- **Texto fornecido**:
À notícia impressionante da queda de um prédio em Belém, ontem seguiu-se uma grande tristeza, diante das pessoas que morreram, se feriram, desapareceram. E as que perderam bens e empregos.
Dá uma tristeza, também, o fato em si do desabamento, a ruína de uma obra dessas, antes de tudo um trabalho humano coletivo. De muitas mãos.
Particularmente, não gosto de prédios residenciais muito altos. Mas eles são, sempre, um prodígio de técnica, testemunham a capacidade humana de superar limites ambientais, para o bem e para o mal. A engenharia é um grande testemunho. Pode-se, com razão, questionar sobre a qualidade da participação dos muitos atores que intervêm nesse esforço coletivo, sobre a divisão entre poder de decisão e execução, entre saber e fazer. De qualquer modo, isso não invalida o caráter de produção coletiva que uma obra desse porte representa. As ferragens retorcidas e os pedaços de concreto amontoados também estão dolorosamente a dizer da falha do trabalho humano, da súbita inutilidade de tantas horas de empenho, de aplicação, de cálculos, de decisões, de gestos, transpostos para o corpo da obra.

- **Tarefa proposta A**: Indique se cada afirmação concorda com o texto sobre o desabamento do prédio em Belém, respondendo sim ou não e citando literalmente as palavras do texto que decidem: (i) o texto declara apreço por prédios residenciais muito altos; (ii) o texto apresenta a obra como um trabalho humano coletivo; (iii) segundo o texto, questionar a divisão entre saber e fazer invalida o caráter coletivo de uma obra desse porte.
Os registros não têm nenhuma relação com o texto.

- **Material fornecido**:
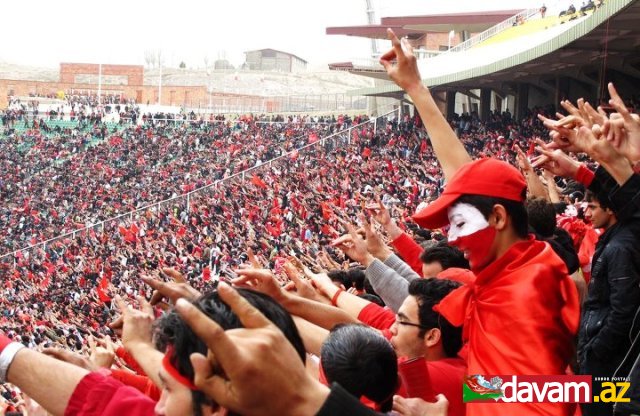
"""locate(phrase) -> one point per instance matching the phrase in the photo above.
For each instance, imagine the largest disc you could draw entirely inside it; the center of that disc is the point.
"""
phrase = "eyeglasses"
(399, 321)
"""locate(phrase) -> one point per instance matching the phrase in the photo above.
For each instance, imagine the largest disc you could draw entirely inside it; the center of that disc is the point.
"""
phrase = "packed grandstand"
(497, 238)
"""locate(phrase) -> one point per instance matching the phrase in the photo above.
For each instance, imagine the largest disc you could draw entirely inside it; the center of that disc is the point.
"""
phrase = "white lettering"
(555, 393)
(524, 394)
(540, 395)
(509, 390)
(576, 387)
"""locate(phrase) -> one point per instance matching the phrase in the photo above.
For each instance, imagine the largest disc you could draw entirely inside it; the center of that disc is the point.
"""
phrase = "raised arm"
(448, 149)
(48, 381)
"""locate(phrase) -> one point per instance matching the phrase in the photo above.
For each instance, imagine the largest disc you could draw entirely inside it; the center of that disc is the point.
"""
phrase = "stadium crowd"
(466, 264)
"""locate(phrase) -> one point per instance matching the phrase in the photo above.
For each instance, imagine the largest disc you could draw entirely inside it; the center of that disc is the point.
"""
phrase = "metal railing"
(184, 199)
(494, 30)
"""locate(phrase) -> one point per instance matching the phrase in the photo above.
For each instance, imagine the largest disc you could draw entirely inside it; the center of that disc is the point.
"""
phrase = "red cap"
(486, 177)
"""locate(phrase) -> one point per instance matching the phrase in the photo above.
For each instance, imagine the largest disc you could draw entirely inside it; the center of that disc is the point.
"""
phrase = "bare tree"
(150, 58)
(153, 58)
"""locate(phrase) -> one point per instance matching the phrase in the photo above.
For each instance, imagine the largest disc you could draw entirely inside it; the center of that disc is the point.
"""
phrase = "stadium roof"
(275, 50)
(417, 26)
(577, 49)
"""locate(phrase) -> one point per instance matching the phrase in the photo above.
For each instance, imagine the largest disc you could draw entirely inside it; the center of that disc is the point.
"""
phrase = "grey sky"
(39, 32)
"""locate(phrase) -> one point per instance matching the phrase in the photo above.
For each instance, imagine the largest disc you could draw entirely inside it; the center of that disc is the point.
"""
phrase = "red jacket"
(520, 317)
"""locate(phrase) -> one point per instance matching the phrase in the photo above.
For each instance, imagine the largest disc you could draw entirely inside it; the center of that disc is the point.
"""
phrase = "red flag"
(102, 290)
(258, 182)
(327, 212)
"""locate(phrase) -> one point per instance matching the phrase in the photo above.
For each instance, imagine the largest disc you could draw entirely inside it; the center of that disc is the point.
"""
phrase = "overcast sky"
(45, 32)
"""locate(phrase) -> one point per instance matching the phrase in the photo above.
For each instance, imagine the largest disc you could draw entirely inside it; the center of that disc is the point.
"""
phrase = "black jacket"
(613, 297)
(625, 201)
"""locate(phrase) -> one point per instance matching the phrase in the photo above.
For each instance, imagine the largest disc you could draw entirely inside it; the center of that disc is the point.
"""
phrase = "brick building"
(126, 81)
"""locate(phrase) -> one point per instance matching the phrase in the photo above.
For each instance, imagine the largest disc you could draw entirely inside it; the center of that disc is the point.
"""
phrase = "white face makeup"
(464, 220)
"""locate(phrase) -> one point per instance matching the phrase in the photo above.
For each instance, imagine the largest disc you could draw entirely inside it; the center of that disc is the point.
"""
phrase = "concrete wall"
(69, 72)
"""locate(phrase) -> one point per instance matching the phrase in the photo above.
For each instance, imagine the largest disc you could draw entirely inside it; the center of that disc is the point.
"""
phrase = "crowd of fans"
(286, 206)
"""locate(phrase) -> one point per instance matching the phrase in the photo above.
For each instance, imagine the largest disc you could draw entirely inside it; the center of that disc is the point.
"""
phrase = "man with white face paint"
(522, 303)
(470, 229)
(521, 313)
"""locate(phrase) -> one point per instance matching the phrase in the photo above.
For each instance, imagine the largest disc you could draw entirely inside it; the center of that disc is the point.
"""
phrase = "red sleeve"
(584, 176)
(377, 316)
(131, 362)
(141, 383)
(98, 395)
(410, 252)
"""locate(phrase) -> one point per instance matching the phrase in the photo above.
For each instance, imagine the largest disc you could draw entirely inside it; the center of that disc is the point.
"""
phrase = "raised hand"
(405, 71)
(171, 291)
(261, 372)
(261, 280)
(353, 246)
(137, 324)
(623, 128)
(555, 161)
(419, 407)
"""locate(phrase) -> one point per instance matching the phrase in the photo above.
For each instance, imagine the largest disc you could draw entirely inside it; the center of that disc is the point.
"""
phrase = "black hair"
(542, 216)
(362, 361)
(560, 207)
(172, 330)
(356, 276)
(515, 210)
(372, 298)
(428, 293)
(448, 256)
(340, 276)
(600, 197)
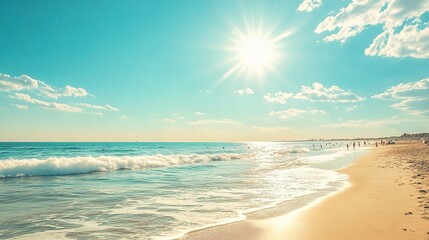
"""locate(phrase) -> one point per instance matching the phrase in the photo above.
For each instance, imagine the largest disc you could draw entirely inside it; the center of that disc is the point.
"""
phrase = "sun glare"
(255, 52)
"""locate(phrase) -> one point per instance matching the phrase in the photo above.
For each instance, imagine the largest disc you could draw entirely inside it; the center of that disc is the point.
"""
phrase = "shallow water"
(152, 190)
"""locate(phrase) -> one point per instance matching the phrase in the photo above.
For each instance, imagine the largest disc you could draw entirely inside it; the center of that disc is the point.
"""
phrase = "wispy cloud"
(270, 129)
(25, 107)
(247, 91)
(27, 84)
(24, 82)
(215, 122)
(309, 5)
(169, 120)
(294, 112)
(405, 32)
(412, 97)
(315, 93)
(98, 107)
(279, 97)
(47, 105)
(365, 123)
(286, 114)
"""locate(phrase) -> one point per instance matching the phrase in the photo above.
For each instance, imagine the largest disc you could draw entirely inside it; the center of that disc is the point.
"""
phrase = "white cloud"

- **Tarefa proposta B**: Reúna todas as linhas dos registros que contêm a palavra "white".

- **Resposta final A**:
(i) Não: "Particularmente, não gosto de prédios residenciais muito altos."
(ii) Sim: "antes de tudo um trabalho humano coletivo."
(iii) Não: "isso não invalida o caráter de produção coletiva que uma obra desse porte representa."

- **Resposta final B**:
phrase = "white lettering"
phrase = "white face makeup"
phrase = "man with white face paint"
phrase = "white cloud"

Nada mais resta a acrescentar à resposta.